■ **DATA EXCERPTS**
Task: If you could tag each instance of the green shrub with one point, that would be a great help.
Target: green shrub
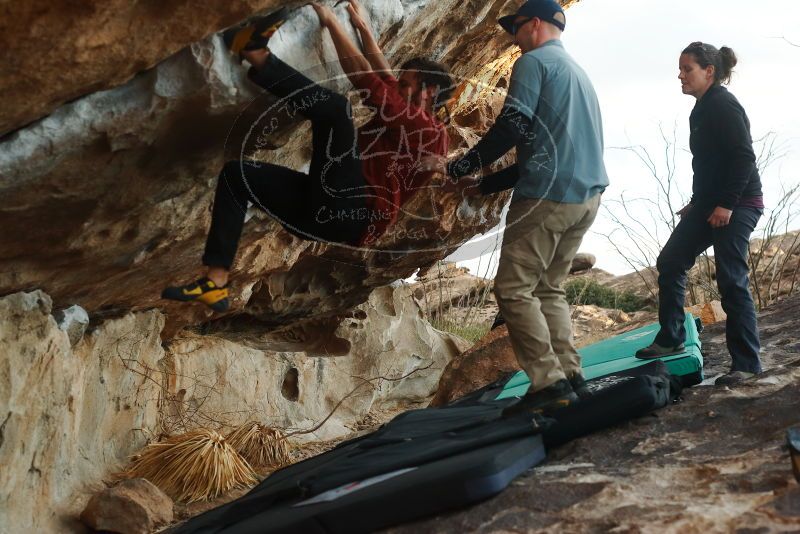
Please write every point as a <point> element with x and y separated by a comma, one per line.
<point>587,291</point>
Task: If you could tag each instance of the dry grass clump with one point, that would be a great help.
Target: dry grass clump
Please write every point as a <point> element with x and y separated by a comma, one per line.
<point>260,445</point>
<point>195,466</point>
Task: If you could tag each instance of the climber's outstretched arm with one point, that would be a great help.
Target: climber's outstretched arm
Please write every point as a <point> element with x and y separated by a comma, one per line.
<point>353,62</point>
<point>372,51</point>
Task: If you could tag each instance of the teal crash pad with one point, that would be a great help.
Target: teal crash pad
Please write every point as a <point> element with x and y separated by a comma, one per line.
<point>617,354</point>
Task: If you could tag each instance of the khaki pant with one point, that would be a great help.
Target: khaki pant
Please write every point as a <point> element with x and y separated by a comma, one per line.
<point>539,243</point>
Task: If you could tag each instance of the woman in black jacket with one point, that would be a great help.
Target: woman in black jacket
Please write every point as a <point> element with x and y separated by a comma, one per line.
<point>726,204</point>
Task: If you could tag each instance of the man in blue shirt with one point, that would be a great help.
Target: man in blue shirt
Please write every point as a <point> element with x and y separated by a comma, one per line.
<point>552,117</point>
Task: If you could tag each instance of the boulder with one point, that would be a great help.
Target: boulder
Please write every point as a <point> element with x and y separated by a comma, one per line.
<point>130,507</point>
<point>488,360</point>
<point>583,261</point>
<point>73,321</point>
<point>71,415</point>
<point>124,176</point>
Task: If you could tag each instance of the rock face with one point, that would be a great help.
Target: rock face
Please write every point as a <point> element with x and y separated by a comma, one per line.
<point>95,46</point>
<point>71,416</point>
<point>493,356</point>
<point>387,358</point>
<point>107,198</point>
<point>715,462</point>
<point>131,507</point>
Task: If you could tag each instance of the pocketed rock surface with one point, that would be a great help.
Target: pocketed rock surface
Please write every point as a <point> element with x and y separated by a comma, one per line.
<point>715,462</point>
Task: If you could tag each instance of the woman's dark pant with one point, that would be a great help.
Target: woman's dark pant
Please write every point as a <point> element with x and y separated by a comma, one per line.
<point>731,243</point>
<point>327,204</point>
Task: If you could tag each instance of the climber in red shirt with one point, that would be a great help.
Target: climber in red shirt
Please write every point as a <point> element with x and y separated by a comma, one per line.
<point>358,179</point>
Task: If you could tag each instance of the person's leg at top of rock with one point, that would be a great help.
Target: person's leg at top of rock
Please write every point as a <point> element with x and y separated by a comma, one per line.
<point>339,162</point>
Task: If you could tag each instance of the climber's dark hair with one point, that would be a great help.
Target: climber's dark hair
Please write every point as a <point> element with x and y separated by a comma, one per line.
<point>723,60</point>
<point>435,74</point>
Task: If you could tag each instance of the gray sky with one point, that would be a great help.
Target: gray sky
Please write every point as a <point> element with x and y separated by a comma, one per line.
<point>630,50</point>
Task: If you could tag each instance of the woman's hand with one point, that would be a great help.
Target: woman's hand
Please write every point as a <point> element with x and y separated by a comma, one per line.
<point>325,14</point>
<point>719,217</point>
<point>358,17</point>
<point>683,211</point>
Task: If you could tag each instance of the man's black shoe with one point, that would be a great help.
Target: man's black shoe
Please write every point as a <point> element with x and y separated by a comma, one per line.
<point>545,401</point>
<point>578,384</point>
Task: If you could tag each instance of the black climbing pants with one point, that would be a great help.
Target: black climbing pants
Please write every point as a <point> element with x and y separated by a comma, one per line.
<point>731,244</point>
<point>325,204</point>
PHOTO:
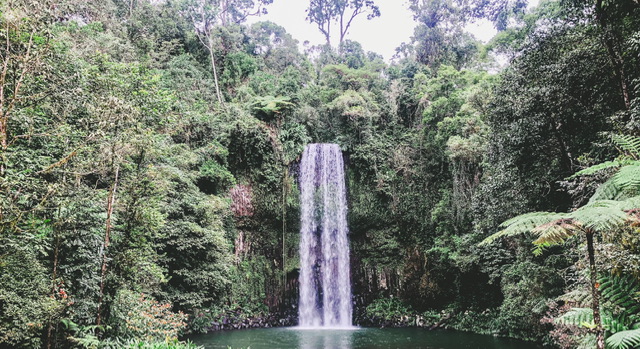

■ **TASK DESCRIPTION**
For the string "hand", show each line of the listing where it appears.

■ **WRITTEN SOLUTION**
Task: If you could tag each instance of the woman's hand with one point, that would be a great help.
Target: woman's hand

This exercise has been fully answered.